[Data lines]
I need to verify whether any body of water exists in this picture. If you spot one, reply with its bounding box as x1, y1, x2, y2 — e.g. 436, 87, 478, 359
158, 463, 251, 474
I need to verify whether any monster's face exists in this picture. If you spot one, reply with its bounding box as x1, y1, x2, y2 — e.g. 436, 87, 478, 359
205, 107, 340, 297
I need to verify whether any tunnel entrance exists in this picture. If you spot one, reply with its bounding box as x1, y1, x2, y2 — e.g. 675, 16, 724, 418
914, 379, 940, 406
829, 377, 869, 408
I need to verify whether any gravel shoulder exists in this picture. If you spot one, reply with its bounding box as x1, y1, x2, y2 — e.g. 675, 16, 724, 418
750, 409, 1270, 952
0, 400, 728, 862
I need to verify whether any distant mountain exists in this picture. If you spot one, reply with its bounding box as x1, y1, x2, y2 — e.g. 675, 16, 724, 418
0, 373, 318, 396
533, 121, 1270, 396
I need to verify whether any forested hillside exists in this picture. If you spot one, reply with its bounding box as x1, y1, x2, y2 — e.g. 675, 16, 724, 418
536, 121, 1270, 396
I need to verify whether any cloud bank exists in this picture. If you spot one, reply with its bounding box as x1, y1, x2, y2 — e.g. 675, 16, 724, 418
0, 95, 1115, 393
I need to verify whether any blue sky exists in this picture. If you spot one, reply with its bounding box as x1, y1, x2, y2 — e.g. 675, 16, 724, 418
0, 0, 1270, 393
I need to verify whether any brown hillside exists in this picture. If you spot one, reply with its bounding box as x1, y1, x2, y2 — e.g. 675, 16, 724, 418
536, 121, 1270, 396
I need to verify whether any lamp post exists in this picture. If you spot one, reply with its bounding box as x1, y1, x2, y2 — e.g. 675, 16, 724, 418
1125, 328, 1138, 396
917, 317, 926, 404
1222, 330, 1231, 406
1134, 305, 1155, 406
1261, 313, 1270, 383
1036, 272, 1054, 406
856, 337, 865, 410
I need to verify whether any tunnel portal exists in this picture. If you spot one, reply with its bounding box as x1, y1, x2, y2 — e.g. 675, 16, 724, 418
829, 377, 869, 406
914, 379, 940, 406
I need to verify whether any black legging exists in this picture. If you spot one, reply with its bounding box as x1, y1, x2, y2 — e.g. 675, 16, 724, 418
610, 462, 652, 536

*Set task*. Collect every line from the items above that contains the word "hillside", copying each line in full. Matching is case-sensitive.

*Written reply*.
I need to verify whether any forested hillside exists in this picture. If you spot one, reply with its bounding box as x1, y1, x2, y2 — e.g. 675, 16, 724, 418
I need to verify whether any brown hillside exists in this picture. If you spot one, reply with its bounding box as x1, y1, x2, y2 — e.g. 675, 16, 724, 418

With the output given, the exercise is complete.